Excerpts from location labeling data:
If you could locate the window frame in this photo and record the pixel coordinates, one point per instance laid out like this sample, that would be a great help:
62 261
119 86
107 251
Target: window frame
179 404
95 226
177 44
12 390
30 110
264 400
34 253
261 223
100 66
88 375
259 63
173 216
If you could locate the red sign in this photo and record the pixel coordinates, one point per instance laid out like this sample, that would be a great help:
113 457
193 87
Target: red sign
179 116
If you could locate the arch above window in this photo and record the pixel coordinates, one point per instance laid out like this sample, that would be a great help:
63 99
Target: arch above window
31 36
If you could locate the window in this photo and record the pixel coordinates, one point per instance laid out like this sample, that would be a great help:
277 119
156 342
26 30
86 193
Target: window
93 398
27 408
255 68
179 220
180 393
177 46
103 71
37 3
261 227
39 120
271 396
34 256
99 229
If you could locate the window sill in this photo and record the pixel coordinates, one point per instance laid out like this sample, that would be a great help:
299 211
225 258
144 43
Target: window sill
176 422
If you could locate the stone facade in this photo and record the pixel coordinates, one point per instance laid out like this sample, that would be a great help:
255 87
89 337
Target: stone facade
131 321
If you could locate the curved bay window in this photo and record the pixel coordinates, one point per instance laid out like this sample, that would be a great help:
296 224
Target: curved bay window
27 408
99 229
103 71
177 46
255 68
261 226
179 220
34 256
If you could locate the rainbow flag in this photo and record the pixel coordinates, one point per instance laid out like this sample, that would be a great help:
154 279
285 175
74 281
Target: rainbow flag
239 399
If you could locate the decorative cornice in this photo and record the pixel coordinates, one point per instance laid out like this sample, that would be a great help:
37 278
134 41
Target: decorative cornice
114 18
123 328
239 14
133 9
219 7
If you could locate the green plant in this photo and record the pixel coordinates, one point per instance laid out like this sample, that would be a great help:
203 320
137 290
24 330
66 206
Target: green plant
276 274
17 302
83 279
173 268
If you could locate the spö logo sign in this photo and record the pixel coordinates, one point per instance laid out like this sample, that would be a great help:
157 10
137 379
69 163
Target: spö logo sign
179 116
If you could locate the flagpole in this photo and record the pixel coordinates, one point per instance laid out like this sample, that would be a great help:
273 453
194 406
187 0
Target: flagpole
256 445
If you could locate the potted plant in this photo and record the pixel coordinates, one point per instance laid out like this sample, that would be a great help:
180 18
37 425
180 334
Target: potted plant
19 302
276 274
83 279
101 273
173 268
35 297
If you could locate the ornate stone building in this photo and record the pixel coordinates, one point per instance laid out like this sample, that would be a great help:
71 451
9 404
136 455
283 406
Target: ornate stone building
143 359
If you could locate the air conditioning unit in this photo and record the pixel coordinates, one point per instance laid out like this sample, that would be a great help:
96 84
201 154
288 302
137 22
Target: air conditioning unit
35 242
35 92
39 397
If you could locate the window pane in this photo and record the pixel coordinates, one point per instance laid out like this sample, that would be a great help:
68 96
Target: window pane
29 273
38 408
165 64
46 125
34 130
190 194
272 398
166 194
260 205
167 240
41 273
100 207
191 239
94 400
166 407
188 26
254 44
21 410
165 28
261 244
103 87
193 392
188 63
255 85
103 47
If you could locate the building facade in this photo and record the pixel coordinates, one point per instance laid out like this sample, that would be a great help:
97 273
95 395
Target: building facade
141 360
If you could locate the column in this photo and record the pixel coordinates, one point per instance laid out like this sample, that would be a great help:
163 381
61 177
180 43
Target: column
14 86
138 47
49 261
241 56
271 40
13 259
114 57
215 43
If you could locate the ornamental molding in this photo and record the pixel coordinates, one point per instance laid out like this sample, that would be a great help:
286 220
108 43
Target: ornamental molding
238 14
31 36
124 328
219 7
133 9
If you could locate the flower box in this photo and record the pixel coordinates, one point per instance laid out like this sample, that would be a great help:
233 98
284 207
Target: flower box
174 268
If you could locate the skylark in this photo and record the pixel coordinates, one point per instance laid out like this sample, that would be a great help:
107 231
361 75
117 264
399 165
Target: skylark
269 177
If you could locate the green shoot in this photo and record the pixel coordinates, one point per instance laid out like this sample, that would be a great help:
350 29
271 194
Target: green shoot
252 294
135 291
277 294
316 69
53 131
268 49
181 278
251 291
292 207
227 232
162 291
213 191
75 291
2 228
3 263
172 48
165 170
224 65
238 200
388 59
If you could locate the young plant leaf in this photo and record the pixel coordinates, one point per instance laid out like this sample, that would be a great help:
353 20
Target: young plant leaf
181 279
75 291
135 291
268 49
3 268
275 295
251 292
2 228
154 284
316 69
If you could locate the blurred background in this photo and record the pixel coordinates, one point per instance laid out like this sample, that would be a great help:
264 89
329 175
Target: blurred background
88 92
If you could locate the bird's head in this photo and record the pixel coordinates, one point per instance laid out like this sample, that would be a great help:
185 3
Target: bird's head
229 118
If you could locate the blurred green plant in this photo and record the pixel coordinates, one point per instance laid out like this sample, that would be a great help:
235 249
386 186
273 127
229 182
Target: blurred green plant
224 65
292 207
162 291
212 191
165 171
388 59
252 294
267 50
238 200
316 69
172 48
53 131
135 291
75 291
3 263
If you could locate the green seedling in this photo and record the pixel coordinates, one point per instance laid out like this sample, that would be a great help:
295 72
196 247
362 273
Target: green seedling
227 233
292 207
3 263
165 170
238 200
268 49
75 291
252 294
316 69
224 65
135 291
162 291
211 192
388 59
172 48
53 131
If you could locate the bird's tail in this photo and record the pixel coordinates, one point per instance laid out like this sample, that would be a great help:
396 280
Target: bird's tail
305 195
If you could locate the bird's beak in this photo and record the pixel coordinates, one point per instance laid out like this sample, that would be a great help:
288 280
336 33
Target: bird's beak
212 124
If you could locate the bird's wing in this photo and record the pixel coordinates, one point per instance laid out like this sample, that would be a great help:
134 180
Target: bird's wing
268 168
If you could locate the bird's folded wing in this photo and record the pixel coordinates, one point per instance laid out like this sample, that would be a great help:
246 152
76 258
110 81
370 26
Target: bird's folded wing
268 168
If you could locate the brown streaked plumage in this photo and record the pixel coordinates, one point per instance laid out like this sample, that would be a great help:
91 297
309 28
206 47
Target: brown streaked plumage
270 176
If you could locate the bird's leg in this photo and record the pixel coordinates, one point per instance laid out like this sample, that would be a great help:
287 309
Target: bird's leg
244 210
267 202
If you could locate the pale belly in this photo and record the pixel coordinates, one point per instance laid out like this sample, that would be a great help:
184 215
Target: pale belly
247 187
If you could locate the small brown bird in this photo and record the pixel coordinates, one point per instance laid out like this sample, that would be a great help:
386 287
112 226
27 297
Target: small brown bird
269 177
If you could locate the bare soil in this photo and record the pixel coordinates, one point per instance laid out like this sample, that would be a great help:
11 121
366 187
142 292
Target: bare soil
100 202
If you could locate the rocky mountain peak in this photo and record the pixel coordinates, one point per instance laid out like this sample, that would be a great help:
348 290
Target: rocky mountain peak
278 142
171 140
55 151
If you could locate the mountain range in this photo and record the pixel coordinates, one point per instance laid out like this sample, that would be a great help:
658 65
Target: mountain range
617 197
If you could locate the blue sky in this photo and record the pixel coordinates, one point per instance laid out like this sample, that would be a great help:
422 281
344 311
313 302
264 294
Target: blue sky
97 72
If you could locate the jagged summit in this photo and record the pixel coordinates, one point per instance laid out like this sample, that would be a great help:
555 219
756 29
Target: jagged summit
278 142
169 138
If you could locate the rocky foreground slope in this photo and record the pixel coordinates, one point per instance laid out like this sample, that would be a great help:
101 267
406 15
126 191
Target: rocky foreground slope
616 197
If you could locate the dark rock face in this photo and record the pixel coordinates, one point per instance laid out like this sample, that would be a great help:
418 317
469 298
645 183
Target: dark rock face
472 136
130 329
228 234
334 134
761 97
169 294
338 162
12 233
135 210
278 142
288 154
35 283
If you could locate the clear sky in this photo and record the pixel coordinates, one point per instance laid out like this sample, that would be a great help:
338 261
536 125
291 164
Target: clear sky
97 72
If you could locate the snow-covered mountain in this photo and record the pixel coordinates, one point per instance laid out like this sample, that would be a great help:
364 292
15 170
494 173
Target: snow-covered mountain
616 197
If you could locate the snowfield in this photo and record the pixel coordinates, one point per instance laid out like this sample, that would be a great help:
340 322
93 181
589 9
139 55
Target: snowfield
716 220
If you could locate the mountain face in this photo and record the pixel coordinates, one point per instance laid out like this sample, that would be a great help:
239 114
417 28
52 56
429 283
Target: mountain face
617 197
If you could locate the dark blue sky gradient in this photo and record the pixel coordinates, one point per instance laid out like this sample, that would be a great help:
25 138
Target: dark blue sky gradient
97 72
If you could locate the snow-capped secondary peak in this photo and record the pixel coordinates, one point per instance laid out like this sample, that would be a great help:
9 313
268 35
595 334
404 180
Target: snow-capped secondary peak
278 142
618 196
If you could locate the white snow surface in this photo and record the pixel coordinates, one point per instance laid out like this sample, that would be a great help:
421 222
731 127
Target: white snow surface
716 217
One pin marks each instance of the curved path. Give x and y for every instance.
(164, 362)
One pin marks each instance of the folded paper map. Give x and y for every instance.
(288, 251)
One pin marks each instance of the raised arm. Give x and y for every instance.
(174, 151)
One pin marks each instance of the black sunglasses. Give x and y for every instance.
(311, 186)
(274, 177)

§ **EXERCISE**
Please retype the rows above, starting at the line that contains "One pin marks each instance of the raised" and stopping after the last row.

§ **FINAL ANSWER**
One pin marks each instance of the raised arm. Give x and y for every instance.
(174, 151)
One pin marks each instance of the black sunglasses. Give x and y for every instance.
(311, 186)
(274, 177)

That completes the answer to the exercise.